Task prompt: Rewrite every line of the listing below as a numbered list, omitting any blank lines.

Material for this exercise:
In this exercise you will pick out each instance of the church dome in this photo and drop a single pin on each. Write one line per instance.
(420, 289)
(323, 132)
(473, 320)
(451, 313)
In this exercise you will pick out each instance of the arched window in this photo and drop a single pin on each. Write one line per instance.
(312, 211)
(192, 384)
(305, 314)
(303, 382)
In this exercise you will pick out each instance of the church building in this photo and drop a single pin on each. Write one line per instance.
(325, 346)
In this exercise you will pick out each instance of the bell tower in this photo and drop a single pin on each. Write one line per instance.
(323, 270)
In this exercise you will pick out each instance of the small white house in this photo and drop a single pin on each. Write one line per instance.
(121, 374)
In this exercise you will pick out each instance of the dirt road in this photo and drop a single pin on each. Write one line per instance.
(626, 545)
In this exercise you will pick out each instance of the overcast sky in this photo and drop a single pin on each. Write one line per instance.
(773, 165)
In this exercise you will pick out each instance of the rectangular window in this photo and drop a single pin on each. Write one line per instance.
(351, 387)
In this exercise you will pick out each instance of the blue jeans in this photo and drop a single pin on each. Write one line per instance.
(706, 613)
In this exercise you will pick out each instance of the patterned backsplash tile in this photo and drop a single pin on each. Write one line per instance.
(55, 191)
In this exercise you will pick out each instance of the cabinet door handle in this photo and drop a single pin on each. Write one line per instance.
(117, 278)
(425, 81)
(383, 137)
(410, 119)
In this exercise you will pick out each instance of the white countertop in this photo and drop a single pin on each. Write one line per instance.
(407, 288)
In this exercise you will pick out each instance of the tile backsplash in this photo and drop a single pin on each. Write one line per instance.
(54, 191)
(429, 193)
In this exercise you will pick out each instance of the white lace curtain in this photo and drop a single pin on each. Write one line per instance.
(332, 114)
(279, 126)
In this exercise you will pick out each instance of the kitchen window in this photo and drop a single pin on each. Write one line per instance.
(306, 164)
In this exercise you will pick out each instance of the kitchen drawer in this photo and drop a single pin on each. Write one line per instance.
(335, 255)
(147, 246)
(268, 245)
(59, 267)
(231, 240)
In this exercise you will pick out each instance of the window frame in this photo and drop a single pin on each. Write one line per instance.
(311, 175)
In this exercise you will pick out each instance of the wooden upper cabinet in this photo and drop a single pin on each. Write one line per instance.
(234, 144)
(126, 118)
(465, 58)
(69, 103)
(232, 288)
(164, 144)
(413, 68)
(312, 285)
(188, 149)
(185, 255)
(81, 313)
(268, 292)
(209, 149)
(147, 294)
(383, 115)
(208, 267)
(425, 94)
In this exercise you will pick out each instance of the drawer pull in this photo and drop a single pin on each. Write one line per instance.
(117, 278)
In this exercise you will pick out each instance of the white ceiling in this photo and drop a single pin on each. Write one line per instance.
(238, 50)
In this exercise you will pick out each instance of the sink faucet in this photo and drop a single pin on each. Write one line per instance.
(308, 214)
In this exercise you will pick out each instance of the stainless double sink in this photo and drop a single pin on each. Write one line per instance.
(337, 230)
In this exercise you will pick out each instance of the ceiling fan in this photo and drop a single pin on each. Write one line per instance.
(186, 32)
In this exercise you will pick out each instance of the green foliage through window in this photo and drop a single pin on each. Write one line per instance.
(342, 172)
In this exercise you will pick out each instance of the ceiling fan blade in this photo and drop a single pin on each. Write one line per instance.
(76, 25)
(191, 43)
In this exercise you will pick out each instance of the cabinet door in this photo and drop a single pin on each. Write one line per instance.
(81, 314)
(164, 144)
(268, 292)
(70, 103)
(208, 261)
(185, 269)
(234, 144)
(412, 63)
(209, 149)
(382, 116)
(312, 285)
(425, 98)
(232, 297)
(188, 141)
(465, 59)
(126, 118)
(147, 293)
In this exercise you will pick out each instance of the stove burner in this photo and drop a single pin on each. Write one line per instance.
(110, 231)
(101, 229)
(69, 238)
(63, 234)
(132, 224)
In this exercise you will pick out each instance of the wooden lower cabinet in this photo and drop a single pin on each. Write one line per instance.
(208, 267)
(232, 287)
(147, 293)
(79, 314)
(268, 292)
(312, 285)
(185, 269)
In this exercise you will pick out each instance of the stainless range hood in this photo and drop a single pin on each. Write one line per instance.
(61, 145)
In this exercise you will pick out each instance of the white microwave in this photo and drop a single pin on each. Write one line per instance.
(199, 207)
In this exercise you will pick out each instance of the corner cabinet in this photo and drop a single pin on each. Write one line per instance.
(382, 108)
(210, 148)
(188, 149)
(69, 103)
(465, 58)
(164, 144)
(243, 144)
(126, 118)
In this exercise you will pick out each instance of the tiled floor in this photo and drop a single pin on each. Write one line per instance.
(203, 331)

Written solution:
1. In this exercise you will pick out each instance of the church dome in this photo and drop a single pin on each. Write one line per instance.
2. (420, 289)
3. (323, 132)
4. (473, 320)
5. (451, 313)
6. In this exercise you will pick out each instance of the arched window in this photo and drop a single pin on each. Write one line per instance.
7. (312, 211)
8. (192, 384)
9. (305, 314)
10. (303, 382)
11. In this exercise you will pick out each instance of the church building in this photo and drop a single pin on each. Write one line per instance.
12. (325, 346)
13. In this exercise you will pick out each instance of the bell tower in this photo and drop a single pin on each. Write one line per instance.
14. (323, 270)
15. In this exercise you will pick out each instance of the small white house in this photo and drop a single pin on each. Write one line per instance.
16. (121, 374)
17. In this exercise you will pick out each instance of the dirt road in this photo and drop a single pin on each. Write one line per instance.
18. (626, 545)
19. In this exercise you will pick out each instance of the overcast sky in this photo and drop a single pin on each. Write one line per instance.
20. (773, 165)
21. In this exercise you will pick out each instance of the rectangular window in this photo and drop a single pin on each. Write one line per instance.
22. (351, 387)
23. In this exercise you will pick out each instance of the blue jeans in this photo and drop a single pin on each. Write one line per instance.
24. (706, 613)
25. In this exercise you will pick out each instance of the patterned backsplash tile in this photo and drop a single pin on each. Write one line per instance.
26. (55, 191)
27. In this exercise you will pick out each instance of the cabinet door handle in this photo and drop a single pin on each. Write one line per instance.
28. (117, 278)
29. (425, 81)
30. (383, 137)
31. (410, 119)
32. In this exercise you will pick out each instance of the white countertop in this photo and drop a single pin on each. Write one line per instance.
33. (407, 288)
34. In this exercise you will pick out each instance of the tile backsplash in this photo and drop a single pin on each. Write one line per instance.
35. (54, 191)
36. (429, 193)
37. In this exercise you will pick out each instance of the white lace curtain in this photo and drop a single pin on each. Write one line per instance.
38. (332, 114)
39. (279, 126)
40. In this exercise you will pick out each instance of the kitchen window in this photo and drop a single pin on each. Write one line per instance.
41. (306, 164)
42. In this exercise you will pick out each instance of the kitchen drawer in this photo and drop a single pin on each. Write one line per instance.
43. (335, 255)
44. (147, 246)
45. (268, 245)
46. (59, 267)
47. (231, 240)
48. In this exercise you will pick out each instance of the window frame in this photo and drop a single pin on each. Write one line per instance.
49. (311, 175)
50. In this exercise you will pick out each instance of the wooden upper cabinet in this photo and drop a single pin on each. Write one line per instance.
51. (234, 144)
52. (126, 118)
53. (465, 58)
54. (69, 103)
55. (232, 288)
56. (164, 144)
57. (413, 68)
58. (312, 285)
59. (188, 149)
60. (185, 255)
61. (81, 313)
62. (268, 292)
63. (209, 149)
64. (147, 294)
65. (383, 115)
66. (208, 267)
67. (425, 94)
68. In this exercise you will pick out each instance of the drawer pull in this photo and drop a single pin on each. Write one line per instance.
69. (117, 278)
70. In this exercise you will pick out each instance of the white ceiling in this photo and drop a single pin on each. Write one line per instance.
71. (238, 50)
72. In this exercise you will pick out each instance of the sink faucet in this photo and drop a single pin on each. Write one line per instance.
73. (308, 214)
74. In this exercise you will pick out each instance of the stainless double sink in this photo and drop a single pin on each. Write one line per instance.
75. (337, 230)
76. In this exercise you will pick out each instance of the ceiling fan in this photo and drop a single pin on each. Write one line per instance.
77. (186, 32)
78. In this exercise you will pick out each instance of the green foliage through window in this photo and drop a single pin on each. Write one line per instance.
79. (342, 172)
80. In this exercise you will pick out each instance of the ceiling fan blade in this photo and drop a single pin on each. Write one line per instance.
81. (76, 25)
82. (191, 43)
83. In this exercise you will pick out each instance of the cabinet door in this photo and drop a single pin on each. Write one line per instance.
84. (81, 314)
85. (164, 144)
86. (268, 292)
87. (70, 103)
88. (208, 261)
89. (185, 269)
90. (234, 144)
91. (412, 63)
92. (209, 149)
93. (382, 116)
94. (312, 285)
95. (425, 98)
96. (232, 297)
97. (188, 141)
98. (465, 59)
99. (126, 118)
100. (147, 293)
101. In this exercise you will pick out each instance of the stove burner in this photo and drop a single pin on each. Write one line per instance.
102. (110, 231)
103. (101, 229)
104. (69, 238)
105. (63, 234)
106. (132, 224)
107. In this exercise you will pick out each instance of the wooden lower cabinet in this photo and drop a single pin on each. Write one line per instance.
108. (208, 267)
109. (232, 287)
110. (147, 293)
111. (79, 314)
112. (268, 292)
113. (312, 285)
114. (185, 269)
115. In this exercise you will pick out each instance of the stainless range hood in this photo and drop a single pin on each. Write one line per instance.
116. (61, 145)
117. In this exercise you will pick out each instance of the white microwave in this photo and drop a single pin on each. Write one line per instance.
118. (199, 207)
119. In this exercise you will pick out each instance of the corner cabinet in this photo and drop a single pin on each. Write one line per instance.
120. (382, 108)
121. (210, 148)
122. (188, 149)
123. (69, 103)
124. (465, 58)
125. (164, 144)
126. (243, 144)
127. (126, 118)
128. In this exercise you will pick out each instance of the tiled floor in this photo and drop a single pin on each. Write one line per instance.
129. (203, 331)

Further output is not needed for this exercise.